-- BEGIN Dataset records --
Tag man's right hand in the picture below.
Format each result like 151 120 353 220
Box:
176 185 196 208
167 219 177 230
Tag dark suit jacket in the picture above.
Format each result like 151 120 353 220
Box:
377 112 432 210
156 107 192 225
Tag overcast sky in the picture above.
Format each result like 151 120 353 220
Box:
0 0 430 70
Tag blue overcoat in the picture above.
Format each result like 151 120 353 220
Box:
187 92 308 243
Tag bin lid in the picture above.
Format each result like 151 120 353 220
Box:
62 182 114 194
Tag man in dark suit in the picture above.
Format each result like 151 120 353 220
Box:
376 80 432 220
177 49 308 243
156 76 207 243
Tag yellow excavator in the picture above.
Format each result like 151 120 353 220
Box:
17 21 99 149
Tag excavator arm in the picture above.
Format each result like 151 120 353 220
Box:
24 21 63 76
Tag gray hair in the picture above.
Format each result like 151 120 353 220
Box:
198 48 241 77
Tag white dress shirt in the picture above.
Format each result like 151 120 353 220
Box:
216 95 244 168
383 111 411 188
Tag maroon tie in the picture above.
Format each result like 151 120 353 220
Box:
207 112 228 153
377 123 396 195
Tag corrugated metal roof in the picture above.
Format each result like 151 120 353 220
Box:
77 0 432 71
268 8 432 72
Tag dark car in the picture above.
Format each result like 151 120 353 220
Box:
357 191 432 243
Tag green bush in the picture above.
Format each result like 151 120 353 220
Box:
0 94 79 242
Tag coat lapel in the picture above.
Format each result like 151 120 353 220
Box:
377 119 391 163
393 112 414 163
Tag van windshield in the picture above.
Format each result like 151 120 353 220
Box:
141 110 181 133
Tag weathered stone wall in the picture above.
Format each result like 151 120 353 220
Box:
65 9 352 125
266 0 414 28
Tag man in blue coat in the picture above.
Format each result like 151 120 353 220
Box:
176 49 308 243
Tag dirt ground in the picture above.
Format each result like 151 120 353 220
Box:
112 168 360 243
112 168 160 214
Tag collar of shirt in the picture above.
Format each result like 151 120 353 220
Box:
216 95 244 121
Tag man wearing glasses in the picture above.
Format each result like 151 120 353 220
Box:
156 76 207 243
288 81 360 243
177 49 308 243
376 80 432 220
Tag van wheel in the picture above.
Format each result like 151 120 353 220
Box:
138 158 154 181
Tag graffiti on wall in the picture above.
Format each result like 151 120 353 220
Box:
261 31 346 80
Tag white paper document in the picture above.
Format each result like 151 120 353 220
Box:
-- END Dataset records --
Exercise prompt
Lay out every line of the records above as a Markdown table with the columns No. and Text, numbering each row and leaving out blank lines.

Exercise result
| No. | Text |
|---|---|
| 1 | Tag man's right hand in the picture below. |
| 2 | Format each result like 151 120 353 220 |
| 3 | Box: |
| 4 | 176 185 196 208 |
| 5 | 167 219 177 230 |
| 6 | Tag dark suit jacket in the picture above. |
| 7 | Format each result like 151 120 353 220 |
| 8 | Box: |
| 9 | 377 112 432 210 |
| 10 | 156 107 192 225 |
| 11 | Tag overcast sky in the picture above. |
| 12 | Format each result like 151 120 353 220 |
| 13 | Box: |
| 14 | 0 0 430 70 |
| 15 | Tag blue overcoat in the picture above. |
| 16 | Format each result like 151 120 353 220 |
| 17 | Box: |
| 18 | 187 92 308 243 |
| 19 | Tag bin lid in the picture above. |
| 20 | Format each result like 151 120 353 220 |
| 21 | Box: |
| 22 | 62 182 114 194 |
| 23 | Tag man in dark suit in the picture above. |
| 24 | Format each result like 151 120 353 220 |
| 25 | Box: |
| 26 | 376 80 432 220 |
| 27 | 177 49 308 243 |
| 28 | 156 76 207 243 |
| 29 | Tag yellow excavator in the picture above. |
| 30 | Format each result like 151 120 353 220 |
| 31 | Box: |
| 32 | 17 21 99 149 |
| 33 | Tag excavator arm in the picture above. |
| 34 | Format each result like 151 120 353 220 |
| 35 | Box: |
| 36 | 24 21 63 76 |
| 37 | Tag gray hair in the picture above. |
| 38 | Format each result like 151 120 353 220 |
| 39 | Box: |
| 40 | 198 48 241 77 |
| 41 | Tag white dress shirt in the picture above. |
| 42 | Format each result like 151 120 353 220 |
| 43 | Box: |
| 44 | 216 95 244 168 |
| 45 | 383 111 411 188 |
| 46 | Tag maroon tie in the picture above. |
| 47 | Format each result like 151 120 353 220 |
| 48 | Box: |
| 49 | 207 112 228 153 |
| 50 | 377 123 396 195 |
| 51 | Tag corrugated metal roof in the picture above. |
| 52 | Format each result like 151 120 353 220 |
| 53 | Box: |
| 54 | 77 0 432 71 |
| 55 | 268 8 432 72 |
| 56 | Tag dark car in the picture above. |
| 57 | Format each result like 151 120 353 220 |
| 58 | Box: |
| 59 | 357 191 432 243 |
| 60 | Tag green bush in the picture above. |
| 61 | Format each result like 151 120 353 220 |
| 62 | Box: |
| 63 | 0 94 79 242 |
| 64 | Tag coat lapel in the picture above. |
| 65 | Format each result like 151 120 353 220 |
| 66 | Box: |
| 67 | 377 119 391 163 |
| 68 | 393 112 414 163 |
| 69 | Tag van windshield in the picture above. |
| 70 | Format each result like 151 120 353 220 |
| 71 | Box: |
| 72 | 141 110 181 133 |
| 73 | Tag weathered stone wall in the picture above. |
| 74 | Format each result like 151 120 353 220 |
| 75 | Box: |
| 76 | 65 9 352 125 |
| 77 | 266 0 414 28 |
| 78 | Tag man in blue coat in the picture above. |
| 79 | Format each result like 151 120 353 220 |
| 80 | Box: |
| 81 | 176 49 308 243 |
| 82 | Tag dirt ground in the picture above. |
| 83 | Format each result like 151 120 353 220 |
| 84 | Box: |
| 85 | 112 168 360 243 |
| 86 | 112 168 160 214 |
| 87 | Tag collar of shirt in the picture above. |
| 88 | Format each result like 151 120 353 220 |
| 89 | Box: |
| 90 | 216 95 244 121 |
| 91 | Tag man wearing glasses in the picture above. |
| 92 | Format each result like 151 120 353 220 |
| 93 | Box: |
| 94 | 156 76 207 243 |
| 95 | 288 81 360 243 |
| 96 | 177 49 308 243 |
| 97 | 376 80 432 220 |
| 98 | Tag van wheel in the picture above. |
| 99 | Format each result like 151 120 353 220 |
| 100 | Box: |
| 101 | 138 158 154 181 |
| 102 | Tag graffiti on wall in the picture above. |
| 103 | Format each result like 151 120 353 220 |
| 104 | Box: |
| 105 | 261 31 346 80 |
| 106 | Tag white paper document in the picture above. |
| 107 | Format each result like 151 120 353 220 |
| 108 | Box: |